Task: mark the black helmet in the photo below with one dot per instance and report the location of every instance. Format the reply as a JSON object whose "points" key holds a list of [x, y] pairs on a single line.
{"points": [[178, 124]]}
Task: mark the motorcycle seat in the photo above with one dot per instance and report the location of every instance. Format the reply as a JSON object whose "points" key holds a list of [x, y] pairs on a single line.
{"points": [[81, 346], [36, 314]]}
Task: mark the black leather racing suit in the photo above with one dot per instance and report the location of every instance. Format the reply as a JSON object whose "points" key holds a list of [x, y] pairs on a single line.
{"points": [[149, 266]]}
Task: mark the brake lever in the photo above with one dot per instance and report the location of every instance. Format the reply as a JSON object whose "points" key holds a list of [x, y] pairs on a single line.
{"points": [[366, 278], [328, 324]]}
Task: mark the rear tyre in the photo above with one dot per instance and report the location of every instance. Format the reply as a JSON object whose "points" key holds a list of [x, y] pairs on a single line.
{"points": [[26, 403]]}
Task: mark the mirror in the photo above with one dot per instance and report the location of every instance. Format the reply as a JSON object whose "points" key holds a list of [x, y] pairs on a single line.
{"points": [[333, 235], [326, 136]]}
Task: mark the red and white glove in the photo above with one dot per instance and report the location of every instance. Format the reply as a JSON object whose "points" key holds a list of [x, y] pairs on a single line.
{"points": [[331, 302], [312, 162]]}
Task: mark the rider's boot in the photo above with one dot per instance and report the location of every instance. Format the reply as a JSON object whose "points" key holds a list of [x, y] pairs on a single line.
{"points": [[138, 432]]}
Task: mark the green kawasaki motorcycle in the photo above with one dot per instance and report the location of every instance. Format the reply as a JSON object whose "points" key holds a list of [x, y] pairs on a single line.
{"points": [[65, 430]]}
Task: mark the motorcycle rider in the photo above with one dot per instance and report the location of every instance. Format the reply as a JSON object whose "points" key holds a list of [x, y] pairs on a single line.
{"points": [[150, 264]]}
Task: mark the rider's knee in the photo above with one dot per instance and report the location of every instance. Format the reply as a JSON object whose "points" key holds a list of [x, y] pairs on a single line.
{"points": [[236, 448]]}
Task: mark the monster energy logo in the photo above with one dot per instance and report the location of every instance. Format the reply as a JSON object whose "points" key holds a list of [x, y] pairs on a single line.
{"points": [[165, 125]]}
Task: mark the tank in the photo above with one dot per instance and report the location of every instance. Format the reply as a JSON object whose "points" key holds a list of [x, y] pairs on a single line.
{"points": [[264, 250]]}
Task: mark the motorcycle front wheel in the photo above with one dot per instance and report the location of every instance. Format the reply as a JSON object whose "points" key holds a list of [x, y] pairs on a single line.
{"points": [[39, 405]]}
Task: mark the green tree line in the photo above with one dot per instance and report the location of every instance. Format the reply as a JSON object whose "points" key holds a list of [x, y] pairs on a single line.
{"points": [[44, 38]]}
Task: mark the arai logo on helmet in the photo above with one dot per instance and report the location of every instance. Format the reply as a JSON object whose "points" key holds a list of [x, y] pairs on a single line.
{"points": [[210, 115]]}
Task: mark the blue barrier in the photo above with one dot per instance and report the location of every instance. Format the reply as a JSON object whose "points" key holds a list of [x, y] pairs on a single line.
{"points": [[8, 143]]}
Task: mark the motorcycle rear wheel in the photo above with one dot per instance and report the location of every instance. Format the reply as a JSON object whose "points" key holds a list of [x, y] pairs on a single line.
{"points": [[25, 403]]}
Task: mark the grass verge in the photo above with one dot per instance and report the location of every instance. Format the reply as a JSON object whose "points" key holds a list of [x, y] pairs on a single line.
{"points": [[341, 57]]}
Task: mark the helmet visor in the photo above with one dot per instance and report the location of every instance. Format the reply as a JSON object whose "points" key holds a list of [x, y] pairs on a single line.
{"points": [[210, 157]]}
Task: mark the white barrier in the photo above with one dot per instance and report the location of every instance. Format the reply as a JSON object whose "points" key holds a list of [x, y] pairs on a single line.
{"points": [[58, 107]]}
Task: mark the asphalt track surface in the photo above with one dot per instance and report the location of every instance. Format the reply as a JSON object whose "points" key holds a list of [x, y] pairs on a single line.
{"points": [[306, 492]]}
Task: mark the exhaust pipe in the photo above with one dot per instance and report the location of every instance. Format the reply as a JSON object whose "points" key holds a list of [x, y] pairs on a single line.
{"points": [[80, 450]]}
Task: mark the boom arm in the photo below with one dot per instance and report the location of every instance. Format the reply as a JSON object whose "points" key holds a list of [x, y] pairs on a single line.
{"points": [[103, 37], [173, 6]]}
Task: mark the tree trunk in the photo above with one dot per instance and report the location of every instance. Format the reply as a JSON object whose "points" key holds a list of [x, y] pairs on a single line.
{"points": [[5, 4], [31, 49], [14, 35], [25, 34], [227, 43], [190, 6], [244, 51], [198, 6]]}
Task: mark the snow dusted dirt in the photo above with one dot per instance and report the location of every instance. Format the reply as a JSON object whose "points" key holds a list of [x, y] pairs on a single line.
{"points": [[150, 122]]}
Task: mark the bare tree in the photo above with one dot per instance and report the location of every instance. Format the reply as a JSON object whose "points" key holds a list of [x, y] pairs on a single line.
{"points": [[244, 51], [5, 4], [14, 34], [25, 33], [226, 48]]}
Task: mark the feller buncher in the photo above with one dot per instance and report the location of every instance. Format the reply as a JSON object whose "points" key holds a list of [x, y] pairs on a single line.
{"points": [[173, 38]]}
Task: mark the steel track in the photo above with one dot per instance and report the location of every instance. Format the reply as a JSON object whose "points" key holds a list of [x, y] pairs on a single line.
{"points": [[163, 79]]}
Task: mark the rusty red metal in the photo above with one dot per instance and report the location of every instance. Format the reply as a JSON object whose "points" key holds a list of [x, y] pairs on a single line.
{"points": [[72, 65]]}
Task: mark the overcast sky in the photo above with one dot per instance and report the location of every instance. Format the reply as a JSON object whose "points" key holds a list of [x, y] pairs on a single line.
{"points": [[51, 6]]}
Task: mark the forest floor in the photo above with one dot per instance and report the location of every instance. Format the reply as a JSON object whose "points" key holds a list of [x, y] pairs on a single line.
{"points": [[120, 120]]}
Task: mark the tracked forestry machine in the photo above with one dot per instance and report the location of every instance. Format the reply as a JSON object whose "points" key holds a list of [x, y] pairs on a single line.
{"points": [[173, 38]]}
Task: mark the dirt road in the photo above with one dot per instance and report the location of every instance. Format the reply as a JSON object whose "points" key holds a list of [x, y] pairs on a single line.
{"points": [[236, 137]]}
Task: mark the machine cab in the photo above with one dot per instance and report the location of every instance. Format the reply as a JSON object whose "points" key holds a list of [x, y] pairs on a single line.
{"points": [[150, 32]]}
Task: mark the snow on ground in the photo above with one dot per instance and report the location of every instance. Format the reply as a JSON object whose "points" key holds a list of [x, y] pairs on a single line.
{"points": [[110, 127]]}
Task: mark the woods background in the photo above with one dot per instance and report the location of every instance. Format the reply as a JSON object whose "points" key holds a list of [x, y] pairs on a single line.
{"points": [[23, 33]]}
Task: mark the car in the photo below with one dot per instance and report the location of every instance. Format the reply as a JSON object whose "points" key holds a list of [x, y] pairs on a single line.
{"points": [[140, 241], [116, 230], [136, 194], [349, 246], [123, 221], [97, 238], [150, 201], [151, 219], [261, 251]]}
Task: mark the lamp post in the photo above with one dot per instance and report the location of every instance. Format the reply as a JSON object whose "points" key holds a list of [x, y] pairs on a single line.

========================

All of the data needs to be printed once more, exactly.

OUTPUT FOR THIS EXERCISE >>
Task: mark the black helmet in the photo below with one dot per instance and report the location of every instance. Format the reply as a JSON object whose "points" key holds a list of [x, y] pairs on a single line.
{"points": [[178, 124]]}
Task: mark the motorcycle seat in the photo above with one dot per instance and report the location of every instance. Format the reply as a JSON object whose "points" key holds a list of [x, y] pairs on a single line.
{"points": [[81, 346], [36, 314]]}
Task: mark the black leather racing suit in the photo above with one dot per instance and report the location of every instance. Format the reply as a JSON object whose "points" key holds a list of [x, y] pairs on a single line.
{"points": [[149, 266]]}
Task: mark the brake lever in the photo above with one dot per instance and report the location of every instance. Format the reply as a JSON object whose "points" key holds a list of [x, y] pairs on a single line.
{"points": [[366, 278], [328, 324]]}
Task: mark the rear tyre in the photo above with one dot per instance and report the location of every instance. Format the reply as a JSON object whose "points" key holds a list of [x, y] pairs on a single line.
{"points": [[26, 403]]}
Task: mark the mirror in the photo above with one dot per instance and report the location of every instance. Format the reply as a JSON object whose "points" key holds a list of [x, y] pairs on a single line.
{"points": [[333, 235], [326, 136]]}
Task: mark the red and white glove in the photo above with one dot per instance and report the location of every instance. Format the reply as a JSON object whose "points" key holds a list of [x, y] pairs on a single line.
{"points": [[331, 302], [312, 162]]}
Task: mark the rider's boot in the photo above with one dot per instance and report the location of every instance. Format the reply as a JSON object whose "points" key holds a list of [x, y] pairs on a single line.
{"points": [[138, 432]]}
Task: mark the green kawasaki motorcycle in the photo above with one dot per instance and report the location of every instance. Format the reply as a JSON object whose "points" key holds a list of [x, y] pairs on a single line.
{"points": [[65, 430]]}
Task: mark the motorcycle rider in the photo above with one dot per instance and report the location of every instance. Format the reply as a JSON object whose "points" key holds a list of [x, y] pairs on a single line.
{"points": [[150, 264]]}
Task: mark the rider's knee in the photo above with one dot per instance and report the location of every instance. Format the reply as a JSON object whose "points" key holds a list of [x, y] pairs on a single line.
{"points": [[236, 448]]}
Task: mark the monster energy logo in the photo above with one dot per instance and report the location of every instance. Format the reply as a JSON object whose "points" key holds a list of [x, y] pairs on a single line.
{"points": [[165, 125]]}
Task: mark the tank in the photo above with one dot per instance and report the location of every instance. Format the reply as a JSON object whose "points" key holds a list of [x, y] pairs on a single line.
{"points": [[264, 250]]}
Task: mark the motorcycle front wheel in the photo above with one dot per instance and report the location of every instance. Format the reply as a JSON object whose "points" key holds a list of [x, y] pairs on a single line.
{"points": [[39, 405]]}
Task: mark the green tree line in the photo above with one dot per instance and report the location of every instance. Format the reply as a JSON object whose "points" key holds a list of [x, y] pairs on a single line.
{"points": [[44, 38]]}
Task: mark the arai logo on helmet in the photo above with one dot per instance and report the location of every instance. Format the reply as a JSON object whose "points" key holds a list of [x, y] pairs on a single line.
{"points": [[210, 115]]}
Task: mark the blue barrier in the photo above with one dot per instance and report the location of every instance. Format the reply as a JSON object whose "points" key holds a list of [x, y] pairs on a single line.
{"points": [[8, 143]]}
Task: mark the motorcycle rear wheel in the photo above with one dot per instance and report the location of every instance. Format the reply as a JSON object whose "points" key holds a list of [x, y] pairs on a single line.
{"points": [[25, 403]]}
Task: mark the grass verge in the photo above with one dot per instance and report the location of every instance. Format the reply as a JSON object whose "points" key holds a list of [x, y] pairs on a single line.
{"points": [[341, 57]]}
Task: mark the helmet visor in the photo above with one dot per instance and report the location of every instance. Format the reply as a JSON object whose "points" key holds a list of [x, y] pairs on a single line.
{"points": [[210, 157]]}
Task: mark the white barrier in the photo above with one dot per instance and report the location of every instance. Format the reply as a JSON object whose "points" key holds a list of [x, y] pairs on a single line.
{"points": [[58, 107]]}
Task: mark the asphalt track surface in the photo above with one dot per instance and report the location of every instance. Format the reply as a JSON object whose "points" key holds a list of [x, y] pairs on a single line.
{"points": [[306, 492]]}
Task: mark the exhaust pipe in the photo above with one dot per instance and report the location of every instance. Format the reply as a JSON object whose "points" key holds a list of [x, y] pairs on a single line.
{"points": [[80, 450]]}
Task: mark the boom arm in the photo below with one dot per instance and report the location of every instance. Format the reply as a JSON object whose "points" key holds a list of [x, y] pairs on a single line.
{"points": [[103, 37], [173, 6]]}
Task: mark the tree trunk in the photo above with one dot per instance and report the location of every instance. Format the reply as a JSON object whose "points" key holds a list of [x, y] pairs on a single line.
{"points": [[5, 4], [31, 49], [14, 35], [25, 34], [227, 43], [190, 6], [244, 51], [198, 6]]}
Task: mark the snow dusted dirt in the photo above with one dot per instance and report the location of every instance. Format the reply as a JSON object whose "points" key holds a list of [x, y] pairs on a single line.
{"points": [[150, 122]]}
Task: mark the bare tree in the photo above with one dot per instance and report the location of every instance. Format the reply as a JSON object whose "points" key holds a list of [x, y] pairs on a single line.
{"points": [[244, 51], [5, 4], [14, 34], [25, 33], [226, 48]]}
Task: mark the feller buncher in the photo above with one dot per instance and report the location of every instance. Format the reply as a JSON object whose "points" key holds a list of [x, y] pairs on a single line.
{"points": [[173, 38]]}
Task: mark the steel track in the photo above with one dot per instance and report the location of every instance. Format the reply as a JSON object whose "points" key holds a list of [x, y] pairs on a single line.
{"points": [[163, 79]]}
Task: mark the rusty red metal in the photo above with one dot per instance and report the location of every instance. Format the reply as a JSON object whose "points" key holds a list of [x, y] pairs on a single line.
{"points": [[72, 65]]}
Task: mark the overcast sky in the photo above with one dot per instance and report the location of every instance. Format the reply as a JSON object whose "points" key holds a list of [x, y] pairs on a single line.
{"points": [[51, 6]]}
Task: mark the forest floor in the photo above with one dot per instance and report the location of every instance. Format the reply as a JSON object whose "points" key holds a list of [x, y] pairs on a single line.
{"points": [[120, 120]]}
Task: mark the tracked forestry machine in the photo above with one dot per instance and report the location of every instance. Format the reply as a JSON object whose "points" key holds a list of [x, y] pairs on a single line.
{"points": [[173, 38]]}
Task: mark the dirt road in the photo above with one dot per instance and report the location of every instance. Format the reply as a JSON object whose "points" key holds a list of [x, y] pairs on a single line.
{"points": [[236, 137]]}
Task: mark the machine cab in the photo above with one dot per instance and report the location of every instance. Format the reply as a JSON object whose "points" key holds a list of [x, y] pairs on a single line.
{"points": [[150, 32]]}
Task: mark the snow on ground in the photo above with one dot per instance and report the location of every instance. Format the reply as a JSON object whose "points" key holds a list of [x, y] pairs on a single line.
{"points": [[110, 127]]}
Task: mark the woods background in the photo above with one dot per instance and report the location of every instance. Format the reply as a JSON object whose "points" key holds a list of [x, y] pairs on a single line.
{"points": [[23, 33]]}
Task: mark the car in the photo below with one dot per instance and report the location of every instance. Format the reply as a JSON object whose "points" key holds a list of [x, y] pairs on a single line.
{"points": [[140, 241], [116, 230], [136, 194], [349, 246], [123, 221], [97, 238], [150, 201], [151, 219], [261, 251]]}
Task: mark the lamp post in the photo above with one dot per instance and report the location of every instance. Format the reply as a JSON object whose "points" key holds a list of [x, y] pairs on a single line.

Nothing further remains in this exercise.